Dataset excerpts on object pointing
◇ ◇ ◇ ◇ ◇ ◇ ◇
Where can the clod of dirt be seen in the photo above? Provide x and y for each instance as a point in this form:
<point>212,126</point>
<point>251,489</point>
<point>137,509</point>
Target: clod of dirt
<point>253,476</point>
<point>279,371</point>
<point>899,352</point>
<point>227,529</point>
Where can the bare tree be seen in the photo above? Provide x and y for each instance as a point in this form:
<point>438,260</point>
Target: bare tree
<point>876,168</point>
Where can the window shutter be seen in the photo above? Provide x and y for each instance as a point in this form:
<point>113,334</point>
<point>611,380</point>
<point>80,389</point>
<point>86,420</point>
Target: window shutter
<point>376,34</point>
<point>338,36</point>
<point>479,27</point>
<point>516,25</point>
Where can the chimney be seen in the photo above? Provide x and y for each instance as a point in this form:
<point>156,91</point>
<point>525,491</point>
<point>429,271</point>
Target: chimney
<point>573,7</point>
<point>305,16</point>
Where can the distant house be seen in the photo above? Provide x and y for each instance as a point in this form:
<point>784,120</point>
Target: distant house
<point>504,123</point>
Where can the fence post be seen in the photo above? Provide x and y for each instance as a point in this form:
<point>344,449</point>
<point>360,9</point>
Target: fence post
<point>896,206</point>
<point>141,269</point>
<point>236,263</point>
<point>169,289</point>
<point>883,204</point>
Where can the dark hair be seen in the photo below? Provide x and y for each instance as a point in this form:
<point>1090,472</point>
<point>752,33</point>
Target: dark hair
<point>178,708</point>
◇ ◇ ◇ ◇ ◇ ◇ ◇
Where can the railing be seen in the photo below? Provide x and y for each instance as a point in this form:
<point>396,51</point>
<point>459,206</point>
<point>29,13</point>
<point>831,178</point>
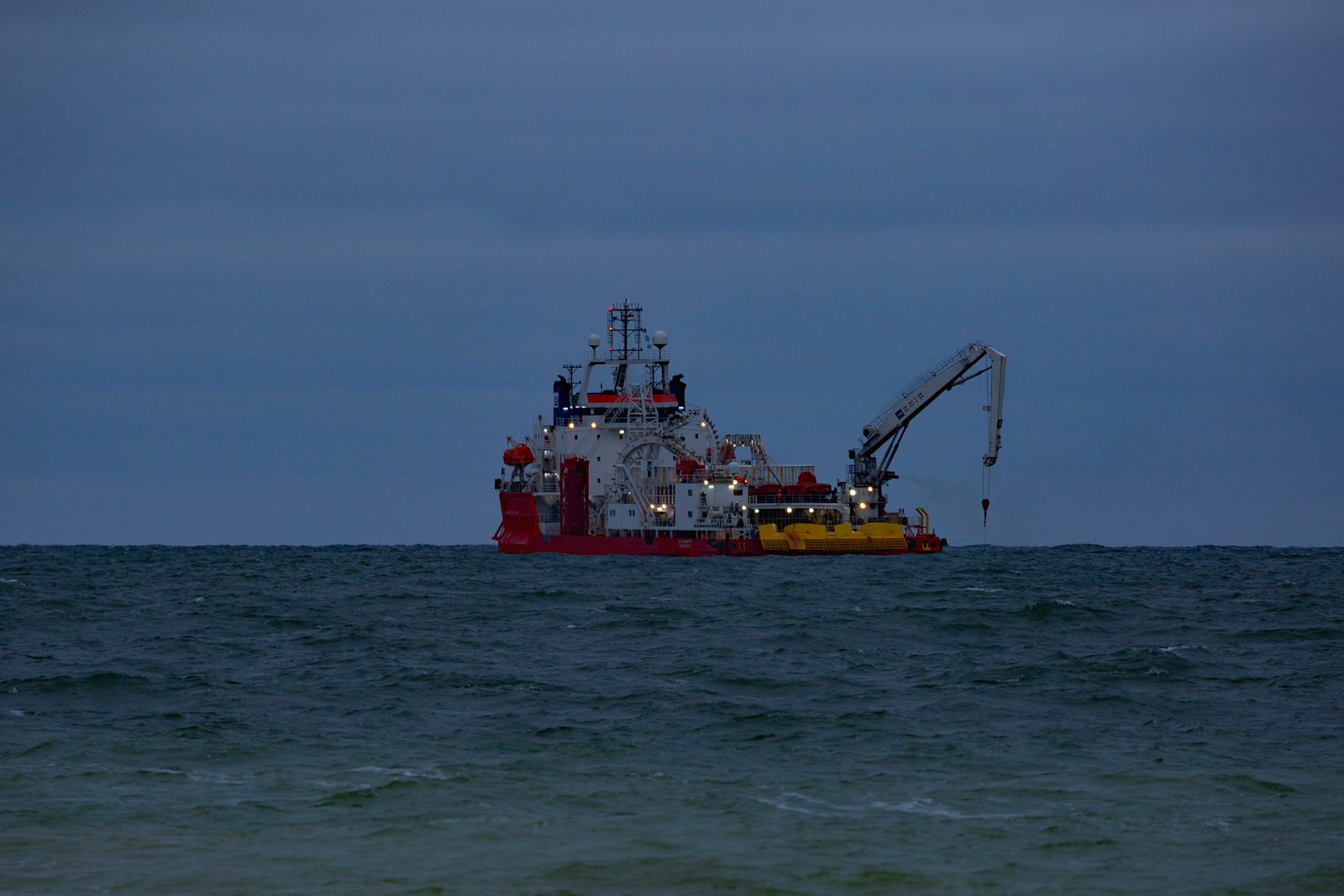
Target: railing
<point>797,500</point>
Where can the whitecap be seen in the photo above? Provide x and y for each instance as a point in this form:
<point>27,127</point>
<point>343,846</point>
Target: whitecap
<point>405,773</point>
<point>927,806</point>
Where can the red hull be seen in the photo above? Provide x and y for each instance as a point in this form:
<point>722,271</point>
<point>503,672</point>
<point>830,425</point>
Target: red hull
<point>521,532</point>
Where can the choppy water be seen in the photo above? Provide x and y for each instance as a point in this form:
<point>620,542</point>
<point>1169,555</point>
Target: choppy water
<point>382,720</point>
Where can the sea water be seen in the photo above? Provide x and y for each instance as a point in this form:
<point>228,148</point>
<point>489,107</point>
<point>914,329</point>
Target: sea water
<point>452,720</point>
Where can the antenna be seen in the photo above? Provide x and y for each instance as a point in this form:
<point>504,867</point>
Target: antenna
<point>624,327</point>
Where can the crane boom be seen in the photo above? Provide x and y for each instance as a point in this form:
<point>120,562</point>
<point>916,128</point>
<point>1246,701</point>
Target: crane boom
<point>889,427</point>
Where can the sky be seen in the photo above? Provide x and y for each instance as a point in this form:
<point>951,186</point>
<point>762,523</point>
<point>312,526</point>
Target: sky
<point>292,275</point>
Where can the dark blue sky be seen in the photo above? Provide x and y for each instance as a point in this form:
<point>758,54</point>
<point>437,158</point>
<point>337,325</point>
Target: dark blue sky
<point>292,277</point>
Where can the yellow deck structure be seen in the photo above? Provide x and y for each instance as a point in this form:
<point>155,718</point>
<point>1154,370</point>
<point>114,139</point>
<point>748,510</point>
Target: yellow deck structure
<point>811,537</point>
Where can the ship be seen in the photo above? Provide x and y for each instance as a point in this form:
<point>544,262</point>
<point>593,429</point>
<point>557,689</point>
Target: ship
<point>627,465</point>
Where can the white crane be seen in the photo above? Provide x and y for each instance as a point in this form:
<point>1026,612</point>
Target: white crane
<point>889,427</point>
◇ ◇ ◇ ◇ ◇ ◇ ◇
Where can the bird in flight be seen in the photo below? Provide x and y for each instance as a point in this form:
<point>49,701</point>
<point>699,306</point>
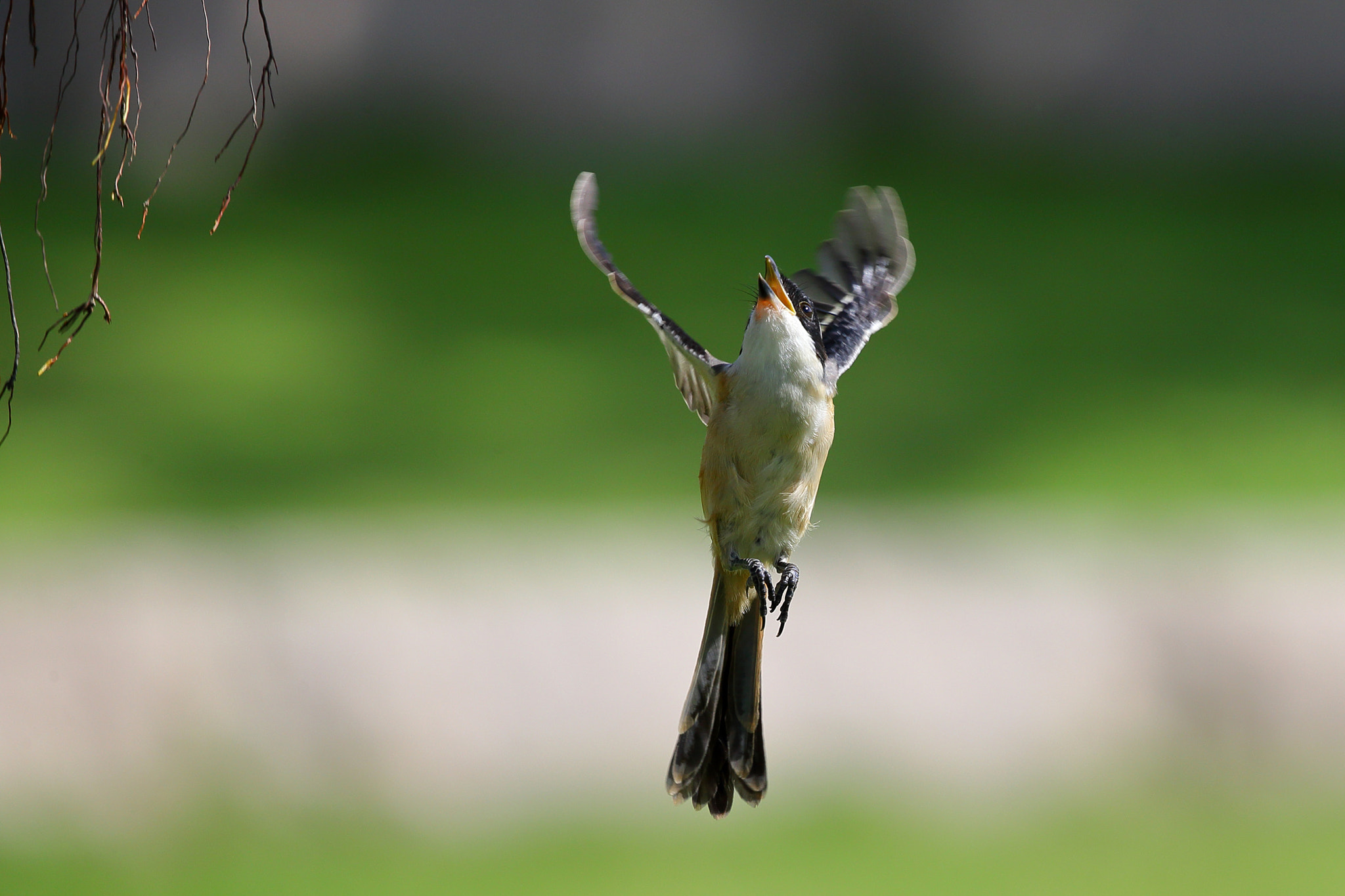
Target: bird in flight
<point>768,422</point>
◇ ◇ ◇ ◇ ◇ ◇ ◇
__Goal__. Please tally the lines in the items above that contain the word "post". Reply with the number alone.

__Output for this task__. 2